### Material shown ###

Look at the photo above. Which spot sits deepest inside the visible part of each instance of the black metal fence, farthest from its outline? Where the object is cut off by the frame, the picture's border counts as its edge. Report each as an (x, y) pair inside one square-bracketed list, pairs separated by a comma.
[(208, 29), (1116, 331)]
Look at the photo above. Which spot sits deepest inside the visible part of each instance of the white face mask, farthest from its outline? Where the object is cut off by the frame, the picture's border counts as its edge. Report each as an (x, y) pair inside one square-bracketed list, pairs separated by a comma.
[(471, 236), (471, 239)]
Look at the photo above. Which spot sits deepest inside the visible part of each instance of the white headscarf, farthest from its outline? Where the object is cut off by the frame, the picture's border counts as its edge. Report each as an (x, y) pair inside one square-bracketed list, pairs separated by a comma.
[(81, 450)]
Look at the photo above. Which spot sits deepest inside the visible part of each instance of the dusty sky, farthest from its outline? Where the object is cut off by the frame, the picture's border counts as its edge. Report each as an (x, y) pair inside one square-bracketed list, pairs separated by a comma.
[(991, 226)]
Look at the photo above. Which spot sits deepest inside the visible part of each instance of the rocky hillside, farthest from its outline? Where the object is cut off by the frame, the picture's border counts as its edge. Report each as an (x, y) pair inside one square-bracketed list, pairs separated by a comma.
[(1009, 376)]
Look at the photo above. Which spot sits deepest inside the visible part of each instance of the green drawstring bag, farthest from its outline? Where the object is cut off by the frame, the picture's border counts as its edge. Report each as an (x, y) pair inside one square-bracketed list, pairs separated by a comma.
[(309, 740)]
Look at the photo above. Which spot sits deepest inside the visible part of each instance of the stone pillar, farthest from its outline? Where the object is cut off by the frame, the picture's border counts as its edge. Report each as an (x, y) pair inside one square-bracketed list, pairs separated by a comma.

###

**Goal of the exercise:** Copy every record once more, exactly as given.

**Finished task:**
Look at the photo above. Which spot sits deepest inside the visible part of each instance of the black metal fence, farthest from its outline? Where the object is cut off by the frame, the picture's border counts as its edge. Report each as an (x, y) pair inside one square-bracketed list, pairs separated by a comma.
[(208, 29), (1116, 331)]
Look at the photo above. Which spot sits deepest inside the visible part of each instance of the white face mask, farthest from its outline? Where the object is cut off by the frame, the picture's border counts as its edge. Report each as an (x, y) pair inside one square-bracketed list, pairs separated by a comma.
[(471, 236), (471, 239)]
Look at the photo above. Which spot sits deepest inside the visible part of each instance of the white headscarf, farthest from its outline? Where the object is cut off by the frame, the picture's border counts as its edge. Report each as an (x, y) pair inside one square-bracketed list, pairs separated by a comma.
[(81, 450)]
Look at the photo above. Which spot sits deepest inside the visible part of each instance of the dusty sky, farthest from its outline? Where the object is cut off by the frame, the picture's border counts as its edge. Report each as an (x, y) pair inside one square-bracketed list, pairs separated by a comma.
[(991, 226)]
Look at the photo above. Which spot sits deepest inside the visible part of each instance of the rocky hillside, farthest from its outline? Where the object is cut off by the frame, the picture's border counts as its edge. Report each as an (x, y) pair inside one square-bracketed list, pairs separated by a comma.
[(1009, 376)]
Look at the photo above. Which spot sits deepest inside the visible part of each instance of the green drawstring bag, farthest from its outline? Where the object is cut off by the frame, the picture's border counts as its edge. Report each as an (x, y) pair inside one square-bracketed list, pairs separated by a comma.
[(309, 740)]
Look at the photo above. Which spot sits deepest inside the visible part of each instance of the stone pillar, farthest from its outline? Where the object is cut off by the frame, the picture's border counts as its edge. Report each as an (x, y) pair inside one square-bracketed list, pairs separated by a comma.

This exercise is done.